__Selected passage__
** Start **

According to the present invention, the above identified shortcomings of the prior art are resolved through the power distribution unit (PDU) for controlling power distribution to computers in a data centre, the power distribution unit (PDU) comprising at least one power inlet, a plurality of power outlets for providing power to respective ones of the computers, at least one sensor for measuring at least one parameter, wherein the at least one sensor are enabled to sample the at least one parameter at microsecond rate, and wherein the power distribution unit (PDU) further comprises a processor enabling oscilloscope view graphical representation of the at least one parameter in time domain and/or frequency domain. Thus, the invention concerns a PDU with integrated oscilloscope function such that the entire measured signal, i.e. both amplitude and phase of for instance voltage or current or power, can be graphically represented in time domain (FIG. 3A) or frequency domain (FIG. 3B), or both. Instead of the straightforward but costly solution of connecting to each inlet and outlet an external oscilloscope, the current invention introduces an integrated oscilloscope function for PDUs that memorizes and transforms the measured parameters into a time domain and/or frequency domain representation. For a time domain representation, digital, time-stamped samples of the parameter(s) of interest may be made available. For frequency domain representation, the parameter samples have to be transformed first, using for instance FFT or DWT algorithms. This time and/or frequency domain representation can be made accessible through an integrated web server in the PDU such that the oscilloscope function becomes remotely accessible through a browser. Alternatively, the integrated oscilloscope function may be used by a display in the PDU itself to visualize the time domain and/or frequency domain representation of one or more parameters. Yet another alternative consists in providing in the PDU an interface towards an external display and/or an interface or API enabling external use of the data.

The at least one parameter may comprise one or more of the following:

• • an incoming voltage;
  • a voltage per power outlet;
  • a voltage per incoming phase of a multi-phase power inlet;
  • a current per power outlet;
  • a sum of currents for the plurality of power outlets;
  • a power value per power outlet; and
  • a sum of power values for the plurality of power outlets.

Optionally, the power distribution unit (PDU) further comprises a timestamp unit adapted to timestamp samples of the at least one parameter, and an output interface to output the samples and corresponding timestamps for graphical representation.

Thus, in case only an oscilloscope view in time domain of certain parameters is desired, it is sufficient to timestamp digital samples of the parameters of interest and to make these timestamped samples available via a digital output.

Optionally, the PDU according to the present invention may comprise one or more of the following:

• • a Fourier transformer; and
  • a Wavelet transformer.

** End **

__Material shown__
** Start **

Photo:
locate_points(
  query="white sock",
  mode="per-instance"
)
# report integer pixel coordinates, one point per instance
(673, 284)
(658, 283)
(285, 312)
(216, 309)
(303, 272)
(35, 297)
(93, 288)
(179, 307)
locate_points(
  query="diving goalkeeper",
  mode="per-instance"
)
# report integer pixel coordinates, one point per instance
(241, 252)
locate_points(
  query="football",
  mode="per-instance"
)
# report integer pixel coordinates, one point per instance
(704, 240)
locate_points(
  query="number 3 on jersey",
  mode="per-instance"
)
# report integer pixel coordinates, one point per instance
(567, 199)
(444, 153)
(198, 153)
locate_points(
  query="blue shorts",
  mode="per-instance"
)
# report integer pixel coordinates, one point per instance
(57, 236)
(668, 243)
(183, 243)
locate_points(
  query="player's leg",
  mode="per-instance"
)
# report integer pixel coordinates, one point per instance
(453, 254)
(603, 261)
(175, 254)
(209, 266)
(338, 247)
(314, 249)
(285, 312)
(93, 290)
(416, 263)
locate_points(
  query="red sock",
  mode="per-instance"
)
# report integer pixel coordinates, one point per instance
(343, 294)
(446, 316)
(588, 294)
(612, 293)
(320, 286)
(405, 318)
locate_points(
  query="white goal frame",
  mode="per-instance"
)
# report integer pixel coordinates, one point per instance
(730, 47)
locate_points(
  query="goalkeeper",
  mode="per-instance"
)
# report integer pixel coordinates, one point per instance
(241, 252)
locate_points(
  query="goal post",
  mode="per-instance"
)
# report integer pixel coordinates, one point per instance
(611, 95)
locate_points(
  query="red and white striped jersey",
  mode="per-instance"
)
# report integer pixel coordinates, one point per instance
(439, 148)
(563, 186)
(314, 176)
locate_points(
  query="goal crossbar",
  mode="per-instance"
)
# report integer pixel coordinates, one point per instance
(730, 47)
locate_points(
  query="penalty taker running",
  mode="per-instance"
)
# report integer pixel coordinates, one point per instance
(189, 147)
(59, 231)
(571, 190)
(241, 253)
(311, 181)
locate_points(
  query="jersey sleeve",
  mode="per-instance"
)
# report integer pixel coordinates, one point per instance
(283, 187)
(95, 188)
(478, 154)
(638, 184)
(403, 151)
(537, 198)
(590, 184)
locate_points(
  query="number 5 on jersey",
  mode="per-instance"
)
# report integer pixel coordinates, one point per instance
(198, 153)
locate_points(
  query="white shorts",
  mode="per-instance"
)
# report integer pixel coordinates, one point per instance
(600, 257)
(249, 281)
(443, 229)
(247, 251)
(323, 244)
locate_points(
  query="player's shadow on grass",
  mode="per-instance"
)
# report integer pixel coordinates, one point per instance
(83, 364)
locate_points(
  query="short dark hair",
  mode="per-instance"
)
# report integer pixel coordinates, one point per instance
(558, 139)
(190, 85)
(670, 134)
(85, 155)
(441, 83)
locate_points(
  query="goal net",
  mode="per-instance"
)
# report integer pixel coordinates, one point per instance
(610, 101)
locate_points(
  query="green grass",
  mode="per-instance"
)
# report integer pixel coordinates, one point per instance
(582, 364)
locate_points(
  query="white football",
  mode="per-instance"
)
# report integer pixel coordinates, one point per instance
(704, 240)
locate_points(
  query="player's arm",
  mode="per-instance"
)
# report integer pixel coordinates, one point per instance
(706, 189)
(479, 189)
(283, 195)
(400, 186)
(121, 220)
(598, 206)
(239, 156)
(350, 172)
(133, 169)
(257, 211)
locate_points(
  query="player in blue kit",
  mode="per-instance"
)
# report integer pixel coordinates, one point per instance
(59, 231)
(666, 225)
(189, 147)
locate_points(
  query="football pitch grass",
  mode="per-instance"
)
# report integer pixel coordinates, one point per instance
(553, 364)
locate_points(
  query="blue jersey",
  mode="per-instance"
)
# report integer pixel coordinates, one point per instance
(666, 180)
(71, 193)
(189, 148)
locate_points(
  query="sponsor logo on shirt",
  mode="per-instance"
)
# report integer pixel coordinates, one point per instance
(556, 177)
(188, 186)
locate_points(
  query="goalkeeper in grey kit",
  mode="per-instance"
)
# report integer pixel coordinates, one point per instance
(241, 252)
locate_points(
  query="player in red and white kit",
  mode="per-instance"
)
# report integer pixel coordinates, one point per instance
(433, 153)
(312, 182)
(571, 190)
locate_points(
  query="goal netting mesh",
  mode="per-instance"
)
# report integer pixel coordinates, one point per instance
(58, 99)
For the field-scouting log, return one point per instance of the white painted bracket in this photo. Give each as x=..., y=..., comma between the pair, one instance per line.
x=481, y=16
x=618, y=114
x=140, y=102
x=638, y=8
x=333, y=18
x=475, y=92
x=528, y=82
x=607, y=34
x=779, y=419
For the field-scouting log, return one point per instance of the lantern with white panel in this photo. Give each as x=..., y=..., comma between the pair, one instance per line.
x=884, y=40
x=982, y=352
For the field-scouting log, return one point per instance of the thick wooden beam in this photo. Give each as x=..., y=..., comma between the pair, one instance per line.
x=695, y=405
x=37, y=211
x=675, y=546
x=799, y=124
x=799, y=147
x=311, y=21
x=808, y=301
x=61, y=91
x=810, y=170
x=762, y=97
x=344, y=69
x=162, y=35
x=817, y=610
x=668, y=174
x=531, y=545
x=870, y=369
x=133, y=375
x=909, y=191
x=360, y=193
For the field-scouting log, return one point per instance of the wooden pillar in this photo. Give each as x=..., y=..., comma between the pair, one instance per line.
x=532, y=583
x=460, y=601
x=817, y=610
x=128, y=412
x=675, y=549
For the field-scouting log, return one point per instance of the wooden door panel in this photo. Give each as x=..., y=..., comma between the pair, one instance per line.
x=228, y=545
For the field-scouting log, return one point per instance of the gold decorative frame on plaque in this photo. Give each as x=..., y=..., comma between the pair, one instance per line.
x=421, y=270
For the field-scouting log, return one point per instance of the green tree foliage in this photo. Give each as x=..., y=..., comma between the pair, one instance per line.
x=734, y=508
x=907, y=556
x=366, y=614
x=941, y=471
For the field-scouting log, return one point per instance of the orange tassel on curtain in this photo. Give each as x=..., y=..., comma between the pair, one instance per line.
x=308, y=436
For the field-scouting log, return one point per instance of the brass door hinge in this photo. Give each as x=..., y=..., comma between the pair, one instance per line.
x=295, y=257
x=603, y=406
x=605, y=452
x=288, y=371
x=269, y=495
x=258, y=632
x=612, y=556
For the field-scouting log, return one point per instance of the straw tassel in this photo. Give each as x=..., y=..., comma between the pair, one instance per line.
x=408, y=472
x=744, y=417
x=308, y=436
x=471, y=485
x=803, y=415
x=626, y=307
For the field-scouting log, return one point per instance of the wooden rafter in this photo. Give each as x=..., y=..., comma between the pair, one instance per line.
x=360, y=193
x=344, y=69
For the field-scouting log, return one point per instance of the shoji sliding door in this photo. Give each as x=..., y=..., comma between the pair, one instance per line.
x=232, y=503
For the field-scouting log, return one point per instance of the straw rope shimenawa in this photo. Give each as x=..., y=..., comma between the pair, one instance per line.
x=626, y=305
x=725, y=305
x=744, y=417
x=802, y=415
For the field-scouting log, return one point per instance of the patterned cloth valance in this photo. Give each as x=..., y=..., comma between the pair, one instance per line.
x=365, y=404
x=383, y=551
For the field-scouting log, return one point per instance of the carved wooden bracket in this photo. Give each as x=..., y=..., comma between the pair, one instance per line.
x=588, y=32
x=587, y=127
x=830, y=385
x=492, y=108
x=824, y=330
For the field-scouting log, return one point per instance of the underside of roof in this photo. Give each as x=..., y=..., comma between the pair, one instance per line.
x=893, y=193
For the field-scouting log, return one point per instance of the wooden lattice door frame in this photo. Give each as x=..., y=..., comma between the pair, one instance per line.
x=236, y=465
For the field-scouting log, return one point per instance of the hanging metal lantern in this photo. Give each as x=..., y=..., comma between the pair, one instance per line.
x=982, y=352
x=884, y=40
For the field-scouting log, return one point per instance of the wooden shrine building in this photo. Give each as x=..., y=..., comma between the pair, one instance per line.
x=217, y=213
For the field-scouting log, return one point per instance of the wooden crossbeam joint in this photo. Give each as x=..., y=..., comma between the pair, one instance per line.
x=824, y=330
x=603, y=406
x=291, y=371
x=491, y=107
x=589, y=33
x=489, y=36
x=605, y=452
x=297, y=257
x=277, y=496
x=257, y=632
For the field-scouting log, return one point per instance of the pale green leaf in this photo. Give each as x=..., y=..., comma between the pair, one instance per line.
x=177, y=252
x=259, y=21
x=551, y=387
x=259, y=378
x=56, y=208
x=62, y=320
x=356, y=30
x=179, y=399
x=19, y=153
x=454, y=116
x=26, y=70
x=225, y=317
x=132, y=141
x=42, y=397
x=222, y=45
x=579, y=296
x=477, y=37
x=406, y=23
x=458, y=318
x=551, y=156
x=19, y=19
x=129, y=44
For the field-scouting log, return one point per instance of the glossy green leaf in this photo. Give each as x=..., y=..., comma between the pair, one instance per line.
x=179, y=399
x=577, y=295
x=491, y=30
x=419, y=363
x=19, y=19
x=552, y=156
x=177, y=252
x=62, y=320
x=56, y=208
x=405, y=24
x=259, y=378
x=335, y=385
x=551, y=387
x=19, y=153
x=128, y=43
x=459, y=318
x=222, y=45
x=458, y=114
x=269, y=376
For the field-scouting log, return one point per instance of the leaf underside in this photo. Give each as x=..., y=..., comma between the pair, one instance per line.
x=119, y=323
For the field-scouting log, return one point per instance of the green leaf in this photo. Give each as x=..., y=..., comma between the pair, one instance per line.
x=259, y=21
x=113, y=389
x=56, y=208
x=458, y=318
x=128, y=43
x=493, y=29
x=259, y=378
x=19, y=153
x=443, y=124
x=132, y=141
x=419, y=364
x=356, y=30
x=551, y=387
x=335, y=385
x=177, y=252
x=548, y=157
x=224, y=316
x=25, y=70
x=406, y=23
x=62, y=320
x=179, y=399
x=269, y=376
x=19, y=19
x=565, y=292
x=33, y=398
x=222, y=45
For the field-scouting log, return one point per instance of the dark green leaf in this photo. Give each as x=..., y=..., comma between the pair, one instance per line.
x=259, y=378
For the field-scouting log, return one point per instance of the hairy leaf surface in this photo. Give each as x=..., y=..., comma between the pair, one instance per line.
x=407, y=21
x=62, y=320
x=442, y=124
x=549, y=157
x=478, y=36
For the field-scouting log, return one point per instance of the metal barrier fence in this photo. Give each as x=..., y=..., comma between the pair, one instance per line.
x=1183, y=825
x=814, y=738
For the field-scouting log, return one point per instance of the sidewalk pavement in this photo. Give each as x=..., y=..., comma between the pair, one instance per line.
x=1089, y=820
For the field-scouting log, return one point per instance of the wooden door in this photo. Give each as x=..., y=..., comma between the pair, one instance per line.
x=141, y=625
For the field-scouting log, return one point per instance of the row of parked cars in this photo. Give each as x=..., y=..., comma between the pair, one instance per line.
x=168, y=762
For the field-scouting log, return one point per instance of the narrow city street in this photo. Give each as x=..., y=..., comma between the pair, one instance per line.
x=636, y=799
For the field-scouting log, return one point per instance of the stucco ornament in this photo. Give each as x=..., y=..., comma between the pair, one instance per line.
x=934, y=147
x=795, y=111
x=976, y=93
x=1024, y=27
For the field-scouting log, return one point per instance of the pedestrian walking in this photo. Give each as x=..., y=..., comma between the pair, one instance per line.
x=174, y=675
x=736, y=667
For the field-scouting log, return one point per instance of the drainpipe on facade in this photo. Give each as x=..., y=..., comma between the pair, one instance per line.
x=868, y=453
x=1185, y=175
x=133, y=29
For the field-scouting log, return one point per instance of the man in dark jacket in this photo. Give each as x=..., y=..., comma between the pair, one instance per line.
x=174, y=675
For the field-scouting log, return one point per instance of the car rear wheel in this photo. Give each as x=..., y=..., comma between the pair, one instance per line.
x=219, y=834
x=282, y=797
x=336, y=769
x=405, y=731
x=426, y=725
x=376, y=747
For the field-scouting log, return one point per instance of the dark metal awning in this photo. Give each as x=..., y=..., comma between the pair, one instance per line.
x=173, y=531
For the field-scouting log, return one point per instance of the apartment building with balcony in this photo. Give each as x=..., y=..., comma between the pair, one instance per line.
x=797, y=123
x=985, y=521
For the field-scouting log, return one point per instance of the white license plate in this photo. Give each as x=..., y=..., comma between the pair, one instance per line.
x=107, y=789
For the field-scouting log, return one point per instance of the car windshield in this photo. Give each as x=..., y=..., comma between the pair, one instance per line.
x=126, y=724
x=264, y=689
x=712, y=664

** End **

__Written task A__
According to the power distribution unit passage, how does the oscilloscope function become remotely accessible?
__Written task B__
Go on with the power distribution unit passage from its last line.
The material has no connection to the power distribution unit passage.

__Task answer A__
An integrated web server in the PDU makes it accessible through a browser.

__Task answer B__
A PDU with integrated Fourier transformer will enable graphical representation of the parameters in frequency domain. This way, harmonics of the incoming voltage, current, power, etc. may be visualized. A PDU with integrated Wavelet transformer will enable graphical representation of the parameters in both time domain and frequency domain, which brings the advantage that one can also retrieve the point in time where certain harmonics took place. The skilled technician however will appreciate that the Fourier Transform or Wavelet Transform are only examples. Any other existing or future transformation that transforms signal samples between time domain and frequency domain could be integrated in the PDU according to the present invention. It is noticed that the presence of a Fourier transformer or Wavelet transformer may be combined with the presence of a timestamp unit that timestamps samples of parameters in order to enable an oscilloscope view of both the frequency and time domain representation of certain parameters.

Further optionally, the power distribution unit (PDU) according to the present invention may comprise a processor for calculating one or more of the following factors:

• • a K-factor;
  • a total harmonic distortion or THD;
  • a phase shift between current and voltage;
  • a phase shift between current and voltage for each harmonic;
  • a crest factor.

Indeed, with access to the time domain and/or frequency domain representation of parameters such as the individual currents per port and the incoming voltage, these factors can be determined at server level. The K-factor, which is a weighting of the harmonic load currents indicative for the harmonics' heating effects, for instance may be useful for selecting transformers used in the data centre. The crest factor represents the ratio of peak value and RMS value for a parameter.

According to another optional aspect, the power distribution unit (PDU) according to the invention may comprise an alerting unit for generating alerts when either:

• • one or more of the parameters or factors exceed certain thresholds;
  • one or more of the parameters or factors follow certain patterns;
  • a ratio between parameter values exceeds a certain threshold; or
  • a ratio between parameter values follows a certain pattern.

Indeed, thanks to the integrated oscilloscope function, patterns of a signal in time or frequency can be monitored. These patterns may be used to trigger events such as sending of alerts.

The power distribution unit (PDU) according to the invention further optionally may comprise a memory for logging the one or more parameters.

The power distribution unit (PDU) according to the invention further optionally may comprise a memory for logging one or more of the calculated factors.

Also optionally, the memory for logging may be adapted to log the parameters for a time interval between 10 milliseconds and multiple minutes, for instance 10 minutes between start and stop of the logging.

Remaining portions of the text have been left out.